El desenvolvimiento del fenómeno nacional no ha dejado de ser traumático, desde el inicio de la posguerra, en distintos grados y con distintas irradiaciones, según los momentos. Y esto se da básicamente en lo político, aunque con incidencia inmediata en todos los otros ámbitos: el económico y el social principalmente. Lo político ha sido y sigue siendo traumático y traumatizante no por su propia naturaleza, que debería inducir a la naturalidad y a la fluidez de las interrelaciones, sino por efecto directo de tres factores enlazados: la inmadurez partidaria, la persistencia de un presidencialismo ya en muchos sentidos desfasado y las distintas cojeras institucionales. Todo esto junto genera diversas y enredadas incertidumbres, que producen buena parte del extenuante estrés que sufre nuestra vida nacional.
Dicen los expertos que el estrés acumulado y no encajado de manera suficiente y eficiente es origen y detonante de muchas enfermedades graves. Y esto vale tanto para los individuos como para las organizaciones, las sociedades nacionales y el espectro global. Esta es la era de la aceleración y de las aperturas, que en sus expresiones positivas son potenciadoras de la creatividad de avanzada, pero que en sus expresiones negativas resultan fuentes de estrés autodestructivo. La pregunta del millón en esta época no es filosófica sino terapéutica: ¿De qué manera manejar la problemática actual, con frecuencia enfermiza y tóxica, en cualquier escenario que ésta se manifieste, para que el ánimo se mantenga sano y las energías conserven su capacidad regeneradora, entre un cúmulo creciente de enigmas por enfrentar y de dilemas por resolver?

> **Trabajo solicitado**
Enumera los factores enlazados que, según el fragmento sobre el fenómeno nacional, hacen que lo político sea traumático. Las filas no tienen relación con el fragmento.

> **Filas extraídas**

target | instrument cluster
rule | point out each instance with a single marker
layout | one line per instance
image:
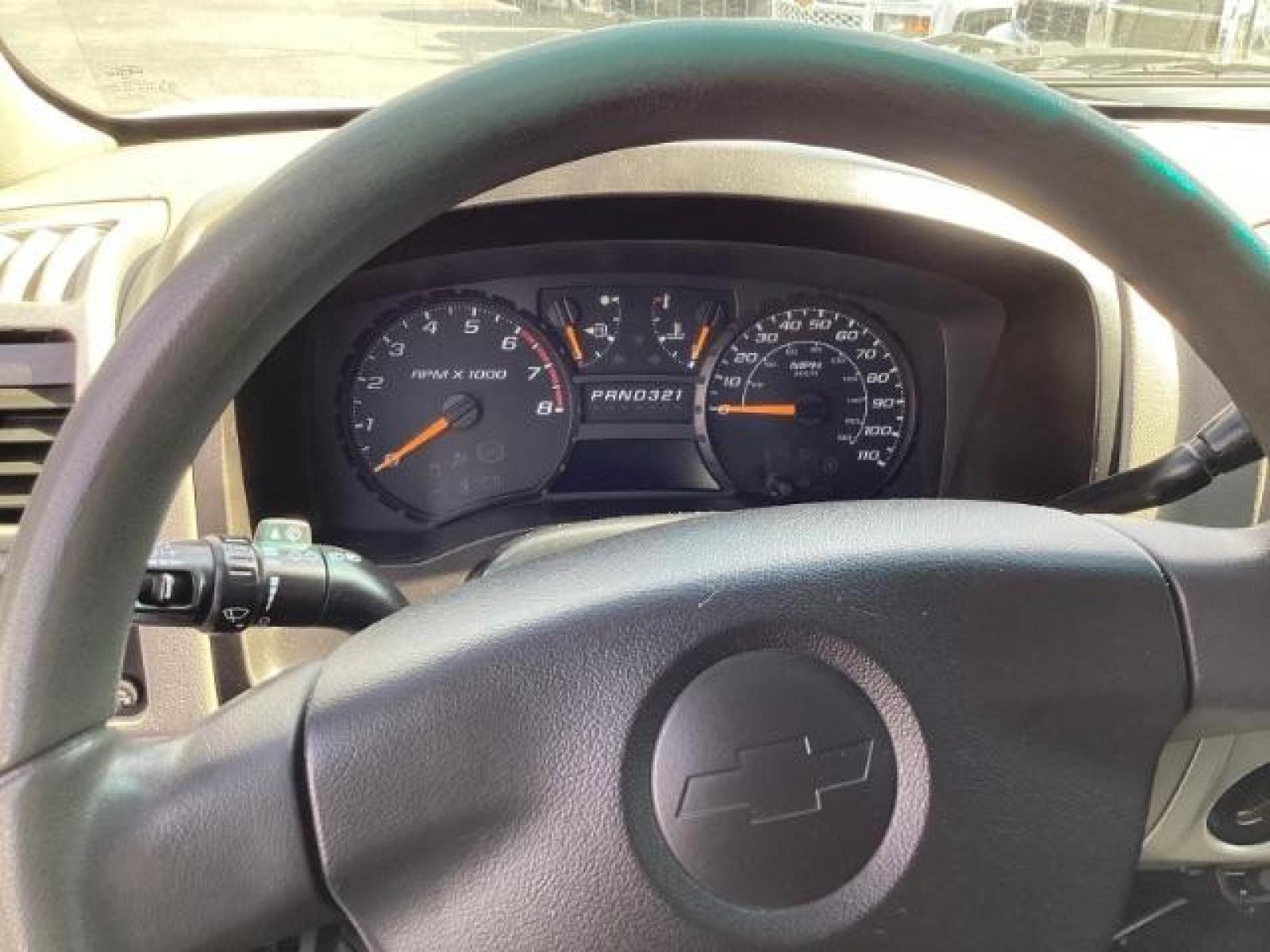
(457, 400)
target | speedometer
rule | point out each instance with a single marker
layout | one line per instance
(810, 401)
(454, 403)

> **Resultado**
- La inmadurez partidaria
- La persistencia de un presidencialismo ya en muchos sentidos desfasado
- Las distintas cojeras institucionales